Start

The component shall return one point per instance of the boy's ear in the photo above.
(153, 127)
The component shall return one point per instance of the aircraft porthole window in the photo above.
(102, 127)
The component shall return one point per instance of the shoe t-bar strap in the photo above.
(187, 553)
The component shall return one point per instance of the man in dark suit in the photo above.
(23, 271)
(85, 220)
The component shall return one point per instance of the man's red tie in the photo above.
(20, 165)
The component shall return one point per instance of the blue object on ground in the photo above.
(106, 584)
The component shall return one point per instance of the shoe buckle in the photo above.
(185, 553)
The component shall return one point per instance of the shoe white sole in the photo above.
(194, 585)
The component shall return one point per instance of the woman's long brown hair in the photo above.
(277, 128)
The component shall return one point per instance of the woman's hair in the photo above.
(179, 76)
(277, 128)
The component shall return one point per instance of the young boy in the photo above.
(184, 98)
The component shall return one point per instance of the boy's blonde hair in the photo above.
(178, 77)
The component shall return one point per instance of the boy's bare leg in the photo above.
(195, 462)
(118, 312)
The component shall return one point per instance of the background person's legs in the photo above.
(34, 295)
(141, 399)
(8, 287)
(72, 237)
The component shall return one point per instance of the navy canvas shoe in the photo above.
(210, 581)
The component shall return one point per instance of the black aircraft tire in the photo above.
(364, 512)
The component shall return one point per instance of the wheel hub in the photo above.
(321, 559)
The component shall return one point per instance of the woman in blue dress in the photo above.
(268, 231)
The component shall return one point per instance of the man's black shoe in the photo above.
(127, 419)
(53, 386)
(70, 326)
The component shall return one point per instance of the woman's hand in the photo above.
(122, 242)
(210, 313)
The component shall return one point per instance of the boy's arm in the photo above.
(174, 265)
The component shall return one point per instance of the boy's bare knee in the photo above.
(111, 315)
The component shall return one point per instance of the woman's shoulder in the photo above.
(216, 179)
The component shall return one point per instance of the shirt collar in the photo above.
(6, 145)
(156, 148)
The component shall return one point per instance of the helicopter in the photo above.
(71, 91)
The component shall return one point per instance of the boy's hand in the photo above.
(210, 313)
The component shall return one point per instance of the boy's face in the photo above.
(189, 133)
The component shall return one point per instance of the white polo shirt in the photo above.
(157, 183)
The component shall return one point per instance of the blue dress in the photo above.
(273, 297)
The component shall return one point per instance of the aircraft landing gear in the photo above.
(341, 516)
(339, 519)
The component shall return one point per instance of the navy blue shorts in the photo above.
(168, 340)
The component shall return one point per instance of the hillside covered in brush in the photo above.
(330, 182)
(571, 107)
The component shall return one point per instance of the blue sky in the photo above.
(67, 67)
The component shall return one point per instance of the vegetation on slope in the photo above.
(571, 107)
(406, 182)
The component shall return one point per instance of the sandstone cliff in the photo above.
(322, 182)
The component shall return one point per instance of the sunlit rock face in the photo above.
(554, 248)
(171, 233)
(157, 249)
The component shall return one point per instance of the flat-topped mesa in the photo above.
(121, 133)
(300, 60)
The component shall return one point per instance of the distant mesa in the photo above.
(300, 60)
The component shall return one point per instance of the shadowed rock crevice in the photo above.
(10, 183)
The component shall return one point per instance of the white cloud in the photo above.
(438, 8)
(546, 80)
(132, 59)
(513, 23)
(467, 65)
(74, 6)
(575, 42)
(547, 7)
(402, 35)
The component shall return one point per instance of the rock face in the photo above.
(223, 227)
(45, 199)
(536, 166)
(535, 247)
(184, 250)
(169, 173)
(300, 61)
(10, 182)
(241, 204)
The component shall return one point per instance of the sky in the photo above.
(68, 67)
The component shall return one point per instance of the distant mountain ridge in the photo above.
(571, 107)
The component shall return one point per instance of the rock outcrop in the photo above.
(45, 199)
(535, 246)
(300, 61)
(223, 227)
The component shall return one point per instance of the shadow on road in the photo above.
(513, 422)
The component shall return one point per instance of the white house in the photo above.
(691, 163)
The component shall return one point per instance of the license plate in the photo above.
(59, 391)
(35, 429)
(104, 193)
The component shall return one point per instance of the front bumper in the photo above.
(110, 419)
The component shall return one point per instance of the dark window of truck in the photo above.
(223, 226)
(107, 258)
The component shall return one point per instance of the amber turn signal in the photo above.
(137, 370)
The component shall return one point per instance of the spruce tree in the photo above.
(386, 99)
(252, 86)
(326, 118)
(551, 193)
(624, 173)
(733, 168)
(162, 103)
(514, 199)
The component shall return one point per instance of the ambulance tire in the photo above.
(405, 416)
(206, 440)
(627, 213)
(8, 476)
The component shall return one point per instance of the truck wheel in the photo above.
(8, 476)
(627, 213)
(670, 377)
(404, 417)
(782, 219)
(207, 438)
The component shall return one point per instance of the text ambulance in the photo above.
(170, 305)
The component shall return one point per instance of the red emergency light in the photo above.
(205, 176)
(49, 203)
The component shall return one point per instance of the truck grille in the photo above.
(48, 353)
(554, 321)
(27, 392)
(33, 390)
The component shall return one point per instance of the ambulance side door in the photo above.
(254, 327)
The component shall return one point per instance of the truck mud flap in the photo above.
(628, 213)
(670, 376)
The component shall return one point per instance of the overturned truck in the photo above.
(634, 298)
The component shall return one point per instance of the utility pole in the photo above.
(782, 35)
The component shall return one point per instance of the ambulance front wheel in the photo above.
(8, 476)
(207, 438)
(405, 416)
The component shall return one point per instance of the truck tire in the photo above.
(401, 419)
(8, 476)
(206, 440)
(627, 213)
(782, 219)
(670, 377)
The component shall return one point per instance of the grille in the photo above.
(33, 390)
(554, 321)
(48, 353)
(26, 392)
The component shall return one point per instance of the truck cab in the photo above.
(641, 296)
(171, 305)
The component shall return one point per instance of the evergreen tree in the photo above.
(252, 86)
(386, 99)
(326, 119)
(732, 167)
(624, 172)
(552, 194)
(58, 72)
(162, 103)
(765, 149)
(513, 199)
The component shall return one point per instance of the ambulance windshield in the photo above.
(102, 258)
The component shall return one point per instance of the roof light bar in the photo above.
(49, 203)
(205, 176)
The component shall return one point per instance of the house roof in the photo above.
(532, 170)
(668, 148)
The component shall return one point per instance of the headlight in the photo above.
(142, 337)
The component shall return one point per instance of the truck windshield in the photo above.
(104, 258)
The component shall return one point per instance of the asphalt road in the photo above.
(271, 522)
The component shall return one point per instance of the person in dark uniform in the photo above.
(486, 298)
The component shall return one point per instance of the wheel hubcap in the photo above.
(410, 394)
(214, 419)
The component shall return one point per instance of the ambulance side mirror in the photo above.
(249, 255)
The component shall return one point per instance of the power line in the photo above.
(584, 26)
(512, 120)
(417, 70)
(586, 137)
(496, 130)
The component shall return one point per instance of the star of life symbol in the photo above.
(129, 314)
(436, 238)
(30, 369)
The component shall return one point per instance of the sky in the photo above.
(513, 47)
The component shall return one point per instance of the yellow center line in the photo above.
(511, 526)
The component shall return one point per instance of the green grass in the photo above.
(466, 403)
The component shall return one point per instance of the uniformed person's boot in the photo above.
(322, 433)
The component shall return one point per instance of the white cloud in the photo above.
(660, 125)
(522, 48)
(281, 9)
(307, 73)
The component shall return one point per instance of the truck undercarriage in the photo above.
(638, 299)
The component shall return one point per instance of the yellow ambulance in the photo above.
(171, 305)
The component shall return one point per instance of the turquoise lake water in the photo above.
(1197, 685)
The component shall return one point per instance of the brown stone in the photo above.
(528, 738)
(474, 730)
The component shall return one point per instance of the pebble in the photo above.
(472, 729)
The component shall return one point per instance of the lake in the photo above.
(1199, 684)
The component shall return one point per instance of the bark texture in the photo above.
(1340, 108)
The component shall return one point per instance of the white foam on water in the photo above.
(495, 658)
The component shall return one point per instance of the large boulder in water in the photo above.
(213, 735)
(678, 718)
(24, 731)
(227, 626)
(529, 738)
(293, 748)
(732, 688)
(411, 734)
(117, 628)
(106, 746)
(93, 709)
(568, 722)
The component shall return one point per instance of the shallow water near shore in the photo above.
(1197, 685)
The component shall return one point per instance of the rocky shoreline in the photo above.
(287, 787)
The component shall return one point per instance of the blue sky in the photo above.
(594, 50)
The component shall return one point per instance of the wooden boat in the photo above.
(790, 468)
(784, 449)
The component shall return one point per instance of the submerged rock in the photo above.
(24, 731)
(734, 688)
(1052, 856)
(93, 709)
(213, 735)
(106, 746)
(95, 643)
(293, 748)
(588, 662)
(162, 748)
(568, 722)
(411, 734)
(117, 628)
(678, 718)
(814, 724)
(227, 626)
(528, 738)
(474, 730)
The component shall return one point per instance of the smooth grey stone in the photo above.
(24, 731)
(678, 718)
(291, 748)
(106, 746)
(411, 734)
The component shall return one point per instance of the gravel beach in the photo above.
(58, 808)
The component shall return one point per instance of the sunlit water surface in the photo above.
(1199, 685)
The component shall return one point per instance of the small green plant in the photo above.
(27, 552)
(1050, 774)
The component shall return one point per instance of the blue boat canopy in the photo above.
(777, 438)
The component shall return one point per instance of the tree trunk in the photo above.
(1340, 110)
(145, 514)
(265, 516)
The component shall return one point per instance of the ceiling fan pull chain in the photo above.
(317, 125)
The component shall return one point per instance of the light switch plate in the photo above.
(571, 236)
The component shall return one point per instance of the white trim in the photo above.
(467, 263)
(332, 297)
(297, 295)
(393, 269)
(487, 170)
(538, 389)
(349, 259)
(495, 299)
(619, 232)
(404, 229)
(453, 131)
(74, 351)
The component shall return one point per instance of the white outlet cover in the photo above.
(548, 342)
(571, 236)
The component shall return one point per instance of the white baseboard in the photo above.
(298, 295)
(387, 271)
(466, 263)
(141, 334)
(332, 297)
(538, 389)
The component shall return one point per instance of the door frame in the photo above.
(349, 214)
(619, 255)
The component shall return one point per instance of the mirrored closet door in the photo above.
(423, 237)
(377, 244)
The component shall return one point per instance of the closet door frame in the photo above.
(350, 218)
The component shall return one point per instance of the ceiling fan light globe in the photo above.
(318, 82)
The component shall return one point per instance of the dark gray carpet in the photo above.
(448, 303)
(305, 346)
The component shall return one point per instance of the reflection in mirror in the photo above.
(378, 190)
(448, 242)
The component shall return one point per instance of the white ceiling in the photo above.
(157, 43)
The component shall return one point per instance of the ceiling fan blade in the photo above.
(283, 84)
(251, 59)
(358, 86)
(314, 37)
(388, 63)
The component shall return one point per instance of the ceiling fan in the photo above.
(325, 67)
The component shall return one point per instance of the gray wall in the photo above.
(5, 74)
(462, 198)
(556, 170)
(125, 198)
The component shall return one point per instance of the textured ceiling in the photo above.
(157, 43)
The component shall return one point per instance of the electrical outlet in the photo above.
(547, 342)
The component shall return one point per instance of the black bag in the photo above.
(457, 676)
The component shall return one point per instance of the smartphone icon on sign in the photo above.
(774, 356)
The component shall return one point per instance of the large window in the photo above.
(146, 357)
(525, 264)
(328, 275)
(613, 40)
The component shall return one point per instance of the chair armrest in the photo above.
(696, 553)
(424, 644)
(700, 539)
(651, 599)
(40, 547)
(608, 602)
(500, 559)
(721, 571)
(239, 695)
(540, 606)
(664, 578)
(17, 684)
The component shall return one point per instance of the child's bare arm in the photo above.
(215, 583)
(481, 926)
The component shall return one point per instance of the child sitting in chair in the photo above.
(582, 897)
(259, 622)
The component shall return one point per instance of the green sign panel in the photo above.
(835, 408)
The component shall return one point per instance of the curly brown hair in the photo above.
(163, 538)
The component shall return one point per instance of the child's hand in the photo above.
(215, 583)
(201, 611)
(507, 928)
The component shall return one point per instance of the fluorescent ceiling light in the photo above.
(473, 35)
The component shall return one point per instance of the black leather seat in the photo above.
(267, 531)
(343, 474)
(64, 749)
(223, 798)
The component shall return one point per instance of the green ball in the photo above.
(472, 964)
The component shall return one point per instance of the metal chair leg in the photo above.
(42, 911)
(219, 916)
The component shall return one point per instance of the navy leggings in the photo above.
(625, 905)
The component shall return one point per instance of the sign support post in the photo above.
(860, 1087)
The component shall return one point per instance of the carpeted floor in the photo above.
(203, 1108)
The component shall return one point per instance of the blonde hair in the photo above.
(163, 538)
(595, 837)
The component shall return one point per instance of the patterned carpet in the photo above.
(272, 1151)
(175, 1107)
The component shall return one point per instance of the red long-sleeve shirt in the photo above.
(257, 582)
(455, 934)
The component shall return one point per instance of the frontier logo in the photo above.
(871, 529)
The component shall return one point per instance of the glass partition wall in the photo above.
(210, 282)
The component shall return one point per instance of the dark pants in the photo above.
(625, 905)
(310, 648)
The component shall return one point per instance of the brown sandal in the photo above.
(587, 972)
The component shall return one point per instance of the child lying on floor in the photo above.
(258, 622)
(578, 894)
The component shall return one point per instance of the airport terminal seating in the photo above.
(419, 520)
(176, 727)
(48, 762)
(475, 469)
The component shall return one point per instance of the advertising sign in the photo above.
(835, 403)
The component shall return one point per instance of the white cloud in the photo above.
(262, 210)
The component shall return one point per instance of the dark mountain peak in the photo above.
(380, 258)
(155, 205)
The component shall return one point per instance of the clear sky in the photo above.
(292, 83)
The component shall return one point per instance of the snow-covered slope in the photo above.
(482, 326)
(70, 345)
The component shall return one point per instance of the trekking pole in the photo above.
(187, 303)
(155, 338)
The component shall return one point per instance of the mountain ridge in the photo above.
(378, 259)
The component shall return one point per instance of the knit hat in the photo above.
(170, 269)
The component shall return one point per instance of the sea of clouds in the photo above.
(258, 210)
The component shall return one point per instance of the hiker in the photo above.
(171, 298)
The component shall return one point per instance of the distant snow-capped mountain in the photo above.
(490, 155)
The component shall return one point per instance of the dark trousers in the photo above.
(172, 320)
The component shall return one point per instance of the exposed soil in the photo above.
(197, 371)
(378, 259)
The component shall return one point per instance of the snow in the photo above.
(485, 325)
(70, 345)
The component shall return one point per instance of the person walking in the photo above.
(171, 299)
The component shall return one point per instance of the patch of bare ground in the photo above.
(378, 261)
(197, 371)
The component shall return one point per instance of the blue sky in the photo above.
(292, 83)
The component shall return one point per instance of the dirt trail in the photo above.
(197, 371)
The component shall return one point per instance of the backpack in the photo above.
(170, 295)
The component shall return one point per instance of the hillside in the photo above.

End

**Direction**.
Update the lines from the one holding "The component shall return one point per instance of the wooden" through the one holding "(1050, 774)", inclusive, putting "underwater rock" in place of "submerged rock" and leaving all else as it is.

**Result of this task**.
The component shall return one point per instance of the wooden boat in the photo above.
(790, 468)
(784, 449)
The component shall return one point per instance of the underwater rock in the photo above.
(24, 731)
(734, 688)
(1052, 856)
(93, 709)
(213, 735)
(106, 746)
(95, 643)
(293, 748)
(588, 662)
(162, 748)
(568, 722)
(411, 734)
(117, 628)
(678, 718)
(814, 724)
(227, 626)
(528, 738)
(474, 730)
The component shall return one point per instance of the smooth grey stone in the photo above.
(24, 731)
(678, 718)
(291, 748)
(106, 746)
(411, 734)
The component shall return one point per instance of the gravel beach in the photo above.
(58, 808)
The component shall return one point per instance of the sunlit water surface in the photo above.
(1199, 685)
The component shall return one point per instance of the small green plant in the photo above.
(27, 552)
(1050, 774)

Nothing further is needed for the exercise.